ESTRATTO FORNITO:
───
Molta storia, poche parole: a caccia di letteratura sull’Alpinismo Trentino

In Trentino abbiamo avuto molti alpinisti importanti, che però raramente hanno raccontato le loro imprese in prima persona. 

Molti alpinisti e pochi scrittori, in confronto a quel che si osserva nel resto dell’arco alpino: le altre regioni hanno dato i natali a miriadi di alpinisti-scrittori. Noi invece abbiamo una storia di Alpinismo che non ha nulla da invidiare a nessuno, ma che si racconta di meno… forse in parte la “colpa” è nel carattere stesso dei nostri conterranei: riservati, modesti e non del tutto consapevoli dell’interesse popolare verso le imprese su roccia.

Un po’ più rappresentate sono le descrizioni degli itinerari alpinistici e le biografie, mentre manca quasi completamente una panoramica generale su quello che è stato l’Alpinismo Trentino in centocinquant’anni di storia. E maggiore attenzione è stata rivolta alla storia dell’associazionismo grazie agli studi promossi da Carlo Ambrosi e Michael Wedekind.

Riccardo Decarli apre la traccia tra i libri della Biblioteca

Il Bibliotecario della SAT Riccardo Decarli, che conosce e custodisce la Storia della Letteratura dell’Alpinismo Trentino, ci accompagna in un percorso attraverso tre secoli, alla scoperta di come l’Alpinismo è stato narrato dai suoi protagonisti Trentini e dai grandi scrittori internazionali.
───
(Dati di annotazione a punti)

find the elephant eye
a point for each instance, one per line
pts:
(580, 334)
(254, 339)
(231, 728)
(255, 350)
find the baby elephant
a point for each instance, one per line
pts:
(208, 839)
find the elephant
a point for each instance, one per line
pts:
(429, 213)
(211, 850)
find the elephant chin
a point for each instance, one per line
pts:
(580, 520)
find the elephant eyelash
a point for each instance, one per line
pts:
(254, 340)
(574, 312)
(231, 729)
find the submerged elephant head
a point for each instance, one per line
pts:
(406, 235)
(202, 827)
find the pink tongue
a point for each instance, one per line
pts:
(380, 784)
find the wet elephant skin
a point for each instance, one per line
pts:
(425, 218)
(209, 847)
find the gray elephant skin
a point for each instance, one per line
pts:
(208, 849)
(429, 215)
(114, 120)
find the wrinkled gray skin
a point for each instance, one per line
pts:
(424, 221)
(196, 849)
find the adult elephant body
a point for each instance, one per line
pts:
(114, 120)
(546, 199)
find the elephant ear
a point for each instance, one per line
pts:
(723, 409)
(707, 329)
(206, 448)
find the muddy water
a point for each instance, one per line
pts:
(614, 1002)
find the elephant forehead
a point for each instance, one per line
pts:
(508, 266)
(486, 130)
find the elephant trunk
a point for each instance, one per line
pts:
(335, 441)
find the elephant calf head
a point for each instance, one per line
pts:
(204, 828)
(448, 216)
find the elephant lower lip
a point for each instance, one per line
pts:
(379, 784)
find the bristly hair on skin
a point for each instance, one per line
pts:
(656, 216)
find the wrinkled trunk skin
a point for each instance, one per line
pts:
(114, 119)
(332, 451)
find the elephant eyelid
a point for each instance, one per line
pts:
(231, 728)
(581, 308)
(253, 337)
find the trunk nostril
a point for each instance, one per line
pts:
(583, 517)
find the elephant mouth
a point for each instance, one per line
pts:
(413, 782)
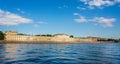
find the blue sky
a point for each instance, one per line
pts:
(80, 18)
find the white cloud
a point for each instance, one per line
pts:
(81, 8)
(37, 24)
(41, 22)
(76, 14)
(104, 22)
(81, 19)
(99, 3)
(18, 9)
(8, 18)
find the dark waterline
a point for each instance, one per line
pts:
(100, 53)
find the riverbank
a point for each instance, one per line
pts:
(45, 42)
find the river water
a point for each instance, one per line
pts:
(100, 53)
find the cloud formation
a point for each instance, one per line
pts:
(99, 3)
(8, 19)
(18, 9)
(104, 22)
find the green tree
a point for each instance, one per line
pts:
(1, 35)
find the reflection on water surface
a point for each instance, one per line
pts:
(60, 53)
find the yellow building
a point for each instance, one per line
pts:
(14, 36)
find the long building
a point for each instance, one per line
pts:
(15, 36)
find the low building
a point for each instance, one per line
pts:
(14, 36)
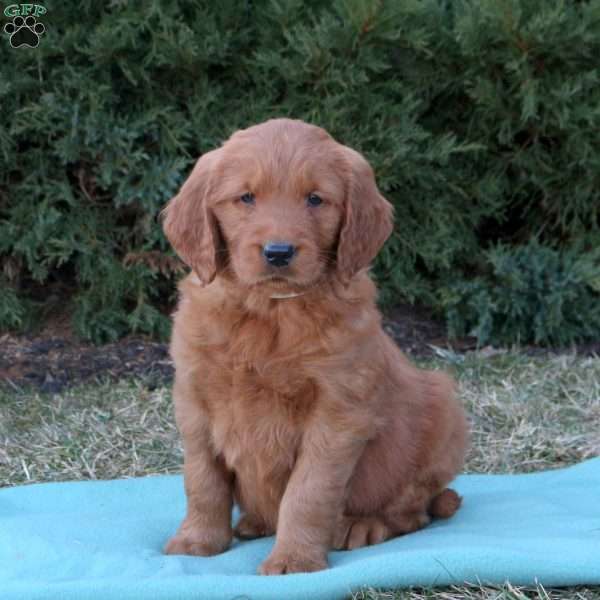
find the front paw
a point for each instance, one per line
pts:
(296, 561)
(197, 541)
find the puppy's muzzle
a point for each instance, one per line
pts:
(278, 254)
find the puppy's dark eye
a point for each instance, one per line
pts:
(314, 200)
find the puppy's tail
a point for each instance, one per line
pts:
(445, 504)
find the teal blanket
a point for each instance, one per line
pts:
(103, 540)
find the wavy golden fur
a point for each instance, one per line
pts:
(290, 398)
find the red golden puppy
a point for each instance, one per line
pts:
(290, 398)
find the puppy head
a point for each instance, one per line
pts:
(279, 204)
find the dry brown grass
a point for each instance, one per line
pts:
(527, 414)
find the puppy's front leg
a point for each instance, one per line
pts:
(206, 529)
(313, 499)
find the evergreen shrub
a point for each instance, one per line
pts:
(480, 118)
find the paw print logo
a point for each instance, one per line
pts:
(24, 32)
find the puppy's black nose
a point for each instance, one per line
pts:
(279, 254)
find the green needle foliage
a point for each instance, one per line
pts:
(480, 118)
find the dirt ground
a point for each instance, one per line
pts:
(54, 359)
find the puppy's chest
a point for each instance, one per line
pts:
(259, 426)
(270, 396)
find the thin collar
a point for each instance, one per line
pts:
(282, 296)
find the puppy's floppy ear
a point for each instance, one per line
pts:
(189, 223)
(368, 219)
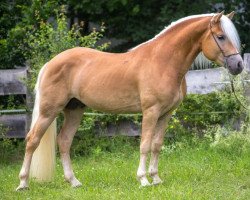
───
ELENCO DEI COMPITI:
[1] Rispondi a queste domande sull'estratto dedicato all'alpinismo trentino:
(a) Grazie agli studi di chi è stata rivolta maggiore attenzione alla storia dell'associazionismo?
(b) Quale incarico ha Riccardo Decarli?
(c) Quanti secoli attraversa il percorso in cui Decarli accompagna il lettore?
[2] Estrai tutte le righe delle voci in cui compare la parola "wrinkled", tenendo conto di maiuscole e minuscole.
Il testo e le voci hanno origini diverse.

RISPOSTE:
[1]
(a) Carlo Ambrosi e Michael Wedekind.
(b) È il Bibliotecario della SAT.
(c) Tre secoli.

[2]
find the wrinkled gray skin
find the wrinkled trunk skin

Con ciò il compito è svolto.